> [Фрагмент документа]

==*==

Богданов предостерегал: невозможно побороть пережитки авторитаризма за счет эгалитарных проектов (основанных на принципах ризоматичности и горизонтальности, как мы бы сегодня сказали), поскольку такие проекты могут эволюционировать в сторону только большего замыкания, единообразия и изгнания всех неугодных: «Тот, кто требует дальнейшей демократизации и большей горизонтальности, делает процедурные правила, технику совместной жизни еще более важными, вследствие чего социальный скелет становится еще более жестким и закостеневшим». Таким образом, чтобы сломать скелет демократического государства, пациенты должны инициировать эгрессивное авторитарное движение в форме сверхцентрализованной партии, которое «возьмет власть над этой системой и трансформирует ее в интересах пациентов и их здоровья».

Другой формой исхода из планетарного музея всегда остается смерть — однако не та, что просто вписывает человека в дегрессивную последовательность мертвых тел, а подобная той, которой умер сам Богданов, скончавшийся, как известно, после неудачного взаимопереливания крови с больным студентом: то есть «действительно эгрессивным способом — в попытке излечить молодую жизнь, отказавшись от старой».

==*==

> [Исходные строки]

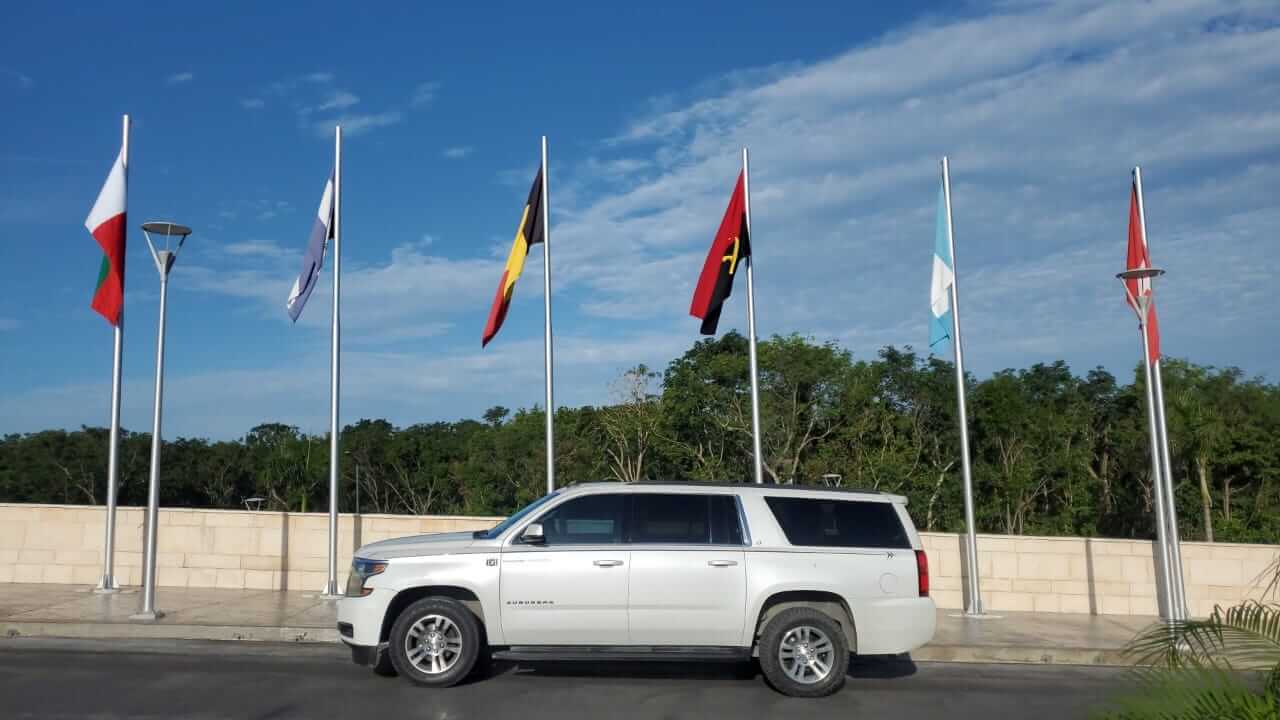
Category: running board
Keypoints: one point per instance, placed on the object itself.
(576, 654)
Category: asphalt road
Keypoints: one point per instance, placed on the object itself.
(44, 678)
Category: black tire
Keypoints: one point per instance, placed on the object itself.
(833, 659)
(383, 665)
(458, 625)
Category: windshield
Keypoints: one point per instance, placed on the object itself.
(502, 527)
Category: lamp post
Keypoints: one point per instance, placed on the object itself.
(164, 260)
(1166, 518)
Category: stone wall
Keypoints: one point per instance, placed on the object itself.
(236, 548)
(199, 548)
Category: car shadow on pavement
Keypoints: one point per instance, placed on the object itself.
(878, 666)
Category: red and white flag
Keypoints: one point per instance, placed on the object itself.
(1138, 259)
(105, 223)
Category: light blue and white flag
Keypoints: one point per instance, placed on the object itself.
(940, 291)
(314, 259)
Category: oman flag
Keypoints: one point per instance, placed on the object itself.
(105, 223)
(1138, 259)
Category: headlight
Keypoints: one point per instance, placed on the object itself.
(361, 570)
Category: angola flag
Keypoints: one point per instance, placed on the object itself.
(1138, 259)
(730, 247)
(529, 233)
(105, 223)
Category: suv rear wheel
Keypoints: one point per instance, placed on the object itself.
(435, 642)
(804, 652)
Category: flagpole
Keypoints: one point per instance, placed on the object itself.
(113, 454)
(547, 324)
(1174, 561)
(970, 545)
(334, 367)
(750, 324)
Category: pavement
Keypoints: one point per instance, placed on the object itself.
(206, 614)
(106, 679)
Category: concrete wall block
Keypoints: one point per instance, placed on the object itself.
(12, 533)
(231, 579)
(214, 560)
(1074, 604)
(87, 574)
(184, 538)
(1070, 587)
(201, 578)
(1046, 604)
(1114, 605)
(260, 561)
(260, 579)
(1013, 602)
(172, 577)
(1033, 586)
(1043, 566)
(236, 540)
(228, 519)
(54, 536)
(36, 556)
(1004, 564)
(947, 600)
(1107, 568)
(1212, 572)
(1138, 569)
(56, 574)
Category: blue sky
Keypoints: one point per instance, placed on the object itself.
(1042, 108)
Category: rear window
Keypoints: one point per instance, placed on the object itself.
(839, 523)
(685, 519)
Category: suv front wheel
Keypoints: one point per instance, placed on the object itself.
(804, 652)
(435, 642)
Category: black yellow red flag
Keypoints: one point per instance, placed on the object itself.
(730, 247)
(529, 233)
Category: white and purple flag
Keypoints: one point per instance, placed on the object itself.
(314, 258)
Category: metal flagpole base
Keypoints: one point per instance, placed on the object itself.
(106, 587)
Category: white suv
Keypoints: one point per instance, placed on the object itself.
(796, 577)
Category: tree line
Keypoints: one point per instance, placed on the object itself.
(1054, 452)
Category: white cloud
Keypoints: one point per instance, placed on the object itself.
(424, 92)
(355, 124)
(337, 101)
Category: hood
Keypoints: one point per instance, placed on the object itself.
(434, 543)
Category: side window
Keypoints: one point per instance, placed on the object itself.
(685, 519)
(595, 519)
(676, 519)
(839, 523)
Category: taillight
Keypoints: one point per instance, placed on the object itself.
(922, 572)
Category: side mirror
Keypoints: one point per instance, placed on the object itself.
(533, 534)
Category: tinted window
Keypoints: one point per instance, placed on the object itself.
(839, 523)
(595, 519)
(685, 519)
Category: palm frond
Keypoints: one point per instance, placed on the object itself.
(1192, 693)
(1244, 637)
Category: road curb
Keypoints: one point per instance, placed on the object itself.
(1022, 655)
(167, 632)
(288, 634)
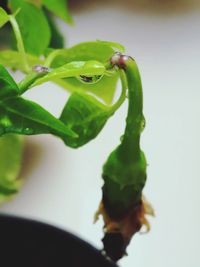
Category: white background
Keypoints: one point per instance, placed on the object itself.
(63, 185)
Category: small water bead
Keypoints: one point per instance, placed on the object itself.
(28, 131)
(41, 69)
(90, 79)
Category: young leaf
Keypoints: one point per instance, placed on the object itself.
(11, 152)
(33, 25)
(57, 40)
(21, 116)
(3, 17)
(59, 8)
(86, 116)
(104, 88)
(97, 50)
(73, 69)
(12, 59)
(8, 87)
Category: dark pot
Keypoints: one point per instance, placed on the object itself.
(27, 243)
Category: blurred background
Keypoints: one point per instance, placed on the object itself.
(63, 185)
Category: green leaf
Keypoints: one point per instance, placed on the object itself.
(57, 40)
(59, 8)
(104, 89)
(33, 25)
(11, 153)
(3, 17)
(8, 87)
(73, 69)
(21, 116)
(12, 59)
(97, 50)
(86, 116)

==*==

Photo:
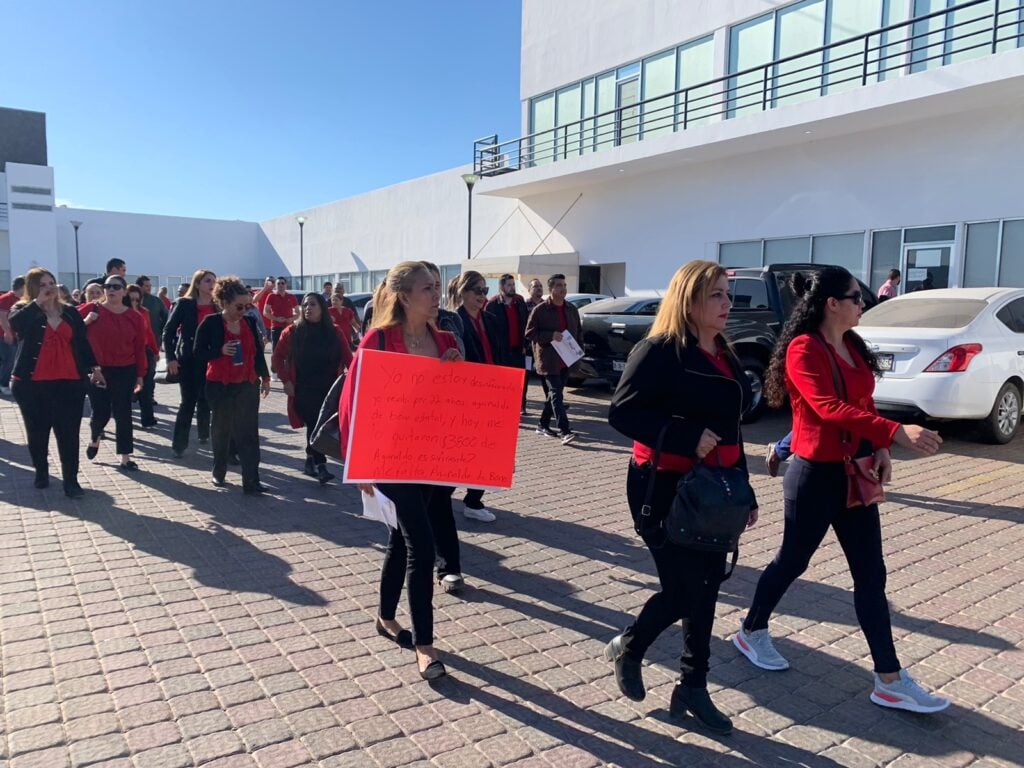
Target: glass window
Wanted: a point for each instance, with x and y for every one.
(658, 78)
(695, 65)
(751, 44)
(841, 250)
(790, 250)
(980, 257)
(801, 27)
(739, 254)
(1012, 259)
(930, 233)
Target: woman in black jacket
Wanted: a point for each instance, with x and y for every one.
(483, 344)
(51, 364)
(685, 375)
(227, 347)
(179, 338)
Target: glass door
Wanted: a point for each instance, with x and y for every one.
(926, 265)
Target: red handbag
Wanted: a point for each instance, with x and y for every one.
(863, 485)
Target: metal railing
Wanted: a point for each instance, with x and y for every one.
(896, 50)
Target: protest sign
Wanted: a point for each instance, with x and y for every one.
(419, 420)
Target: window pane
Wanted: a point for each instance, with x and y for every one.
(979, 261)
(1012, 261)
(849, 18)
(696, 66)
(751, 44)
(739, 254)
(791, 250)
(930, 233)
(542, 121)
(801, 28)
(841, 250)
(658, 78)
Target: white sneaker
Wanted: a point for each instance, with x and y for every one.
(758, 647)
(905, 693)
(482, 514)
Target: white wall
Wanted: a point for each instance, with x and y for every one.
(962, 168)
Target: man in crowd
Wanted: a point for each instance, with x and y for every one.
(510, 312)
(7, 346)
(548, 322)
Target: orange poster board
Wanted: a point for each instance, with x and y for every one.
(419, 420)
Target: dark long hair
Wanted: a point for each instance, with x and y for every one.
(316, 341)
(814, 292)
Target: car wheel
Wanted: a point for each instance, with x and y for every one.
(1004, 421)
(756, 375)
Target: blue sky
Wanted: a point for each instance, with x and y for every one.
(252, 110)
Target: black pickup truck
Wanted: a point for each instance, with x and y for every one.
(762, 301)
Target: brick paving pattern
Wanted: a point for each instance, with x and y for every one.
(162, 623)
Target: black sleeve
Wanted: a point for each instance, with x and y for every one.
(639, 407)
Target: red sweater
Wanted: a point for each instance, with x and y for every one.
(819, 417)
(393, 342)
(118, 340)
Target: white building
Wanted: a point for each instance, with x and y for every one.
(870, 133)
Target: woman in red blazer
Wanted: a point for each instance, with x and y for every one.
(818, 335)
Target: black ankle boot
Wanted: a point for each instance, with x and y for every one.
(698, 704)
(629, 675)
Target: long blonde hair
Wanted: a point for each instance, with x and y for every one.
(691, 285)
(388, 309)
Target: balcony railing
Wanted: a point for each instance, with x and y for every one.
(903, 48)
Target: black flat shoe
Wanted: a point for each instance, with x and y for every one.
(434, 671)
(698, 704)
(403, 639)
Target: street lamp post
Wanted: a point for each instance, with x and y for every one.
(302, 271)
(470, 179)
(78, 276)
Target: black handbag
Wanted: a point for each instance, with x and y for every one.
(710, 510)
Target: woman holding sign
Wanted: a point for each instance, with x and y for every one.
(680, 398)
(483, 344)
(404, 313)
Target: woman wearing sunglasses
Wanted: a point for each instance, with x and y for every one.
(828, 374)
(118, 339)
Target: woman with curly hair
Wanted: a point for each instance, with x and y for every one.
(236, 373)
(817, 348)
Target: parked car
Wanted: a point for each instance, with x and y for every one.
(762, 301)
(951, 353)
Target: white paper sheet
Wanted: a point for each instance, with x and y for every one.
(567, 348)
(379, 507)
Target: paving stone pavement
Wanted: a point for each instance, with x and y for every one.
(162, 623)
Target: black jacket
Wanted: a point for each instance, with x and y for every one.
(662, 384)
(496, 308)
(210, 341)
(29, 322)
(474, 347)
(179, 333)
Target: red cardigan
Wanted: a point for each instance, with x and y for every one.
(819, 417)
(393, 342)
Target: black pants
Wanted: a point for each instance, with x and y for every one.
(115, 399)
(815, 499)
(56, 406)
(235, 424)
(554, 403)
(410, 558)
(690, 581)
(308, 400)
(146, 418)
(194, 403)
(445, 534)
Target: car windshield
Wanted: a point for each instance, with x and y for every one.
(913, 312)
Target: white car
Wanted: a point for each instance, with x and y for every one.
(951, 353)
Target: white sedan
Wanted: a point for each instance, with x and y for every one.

==*==

> [Что сделать]
Продолжите приведенный выше фрагмент о Богданове, начав сразу после его последнего предложения.

> [Ответ к задаче]
Странно, что в контексте таких рассуждений в тексте не возникла еще одна экзотическая фигура советской философии — педагога слепоглухонемых детей Эвальда Ильенкова, считавшего, что разумные существа в финале своей эволюции спасут Вселенную от тепловой смерти, организовав новый Большой взрыв, который сами они не переживут, однако дадут возможность родиться чему-то новому. Рассуждая об Ильенкове и его восприятии времени как бесконечного космического цикла, Гройс, по выражению Славоя Жижека, интерпретировал воззрения советского философа как возвращение к язычеству и ацтекской религии Кецалькоатля — однако в настоящем сборнике места этим занимательным рассуждениям по какой-то причине не нашлось.

Впрочем, едва ли не сильнее отсутствия в числе ее героев Эвальда Ильенкова читателя рискует удивить некоторое несоответствие социальных реалий описываемых Гройсом той реальности, которую мы имеем сомнительное удовольствие наблюдать вокруг. Действительно, на английском языке книга была выпущена издательством Verso в феврале 2022 года. За почти три прошедших года многое в мире, что называется, успело серьезно измениться; на место биополитических проблем на наших глазах пришли некрополитические, и воспринять тот тезис, что «забота о человеческих жизнях считается высшей целью нашей цивилизации», едва ли получится без некоторой иронии. Гройсовские построения о медицине как главной современной религии и «опыте предельной боли» как «возможности ускользнуть от анестезированного, машинного способа существования, навязанного людям будущего институциональной заботой, которая делает их здоровыми, бессмертными и бесконечно скучающими» (здесь автор ссылается на Ханну Арендт), возвращают нас в дни, когда главным enfant terrible мировой философии считался Джорджо Агамбен, — и крохотной по историческим меркам дистанции оказалось достаточно, чтобы понять, что это были еще не самые страшные времена, а асептическая анальгетическая диктатура не самая страшная из угроз, стоящих перед нашей цивилизацией.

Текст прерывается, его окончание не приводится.